**Photo-based referring expression data:**
━━━━━━━━━━━━━━━━━━━━━━━━━━━━━━

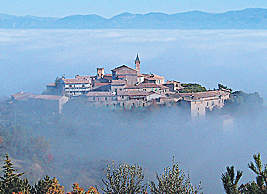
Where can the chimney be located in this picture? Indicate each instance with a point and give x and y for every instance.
(100, 73)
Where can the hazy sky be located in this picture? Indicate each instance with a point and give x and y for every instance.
(109, 8)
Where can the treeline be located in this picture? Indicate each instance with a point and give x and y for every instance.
(125, 179)
(128, 179)
(259, 186)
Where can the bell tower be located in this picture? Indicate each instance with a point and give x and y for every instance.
(137, 64)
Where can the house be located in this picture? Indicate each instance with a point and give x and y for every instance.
(124, 72)
(200, 102)
(148, 87)
(174, 85)
(153, 78)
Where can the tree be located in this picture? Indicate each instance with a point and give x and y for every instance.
(261, 172)
(230, 182)
(173, 181)
(10, 181)
(48, 186)
(78, 190)
(124, 180)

━━━━━━━━━━━━━━━━━━━━━━━━━━━━━━

**Assignment:** Give back every entry word for word, and drop the pictures as you go.

**Expected answer:**
Where can the chimney be located in this picture? Indicate each instance with a point and give x and y for every instance.
(100, 73)
Where can the hazy sky be located in this picture? Indicate each instance with a point and give x and y for every instance.
(109, 8)
Where can the treeline be located in this picture? Indicate each instance with a point and give x and y for every instance.
(125, 179)
(128, 179)
(259, 186)
Where can the bell tower be located in this picture? Indicate each instance with a point and give x and y for every instance.
(137, 64)
Where can the house be located in this picture? Indicate each instance with a point and give x and y for every instance.
(124, 72)
(200, 102)
(148, 87)
(174, 85)
(153, 78)
Where can the tree be located in this picture? Indicate each instance with a point and give x and y for every instance.
(261, 172)
(230, 182)
(173, 181)
(10, 181)
(48, 186)
(78, 190)
(124, 180)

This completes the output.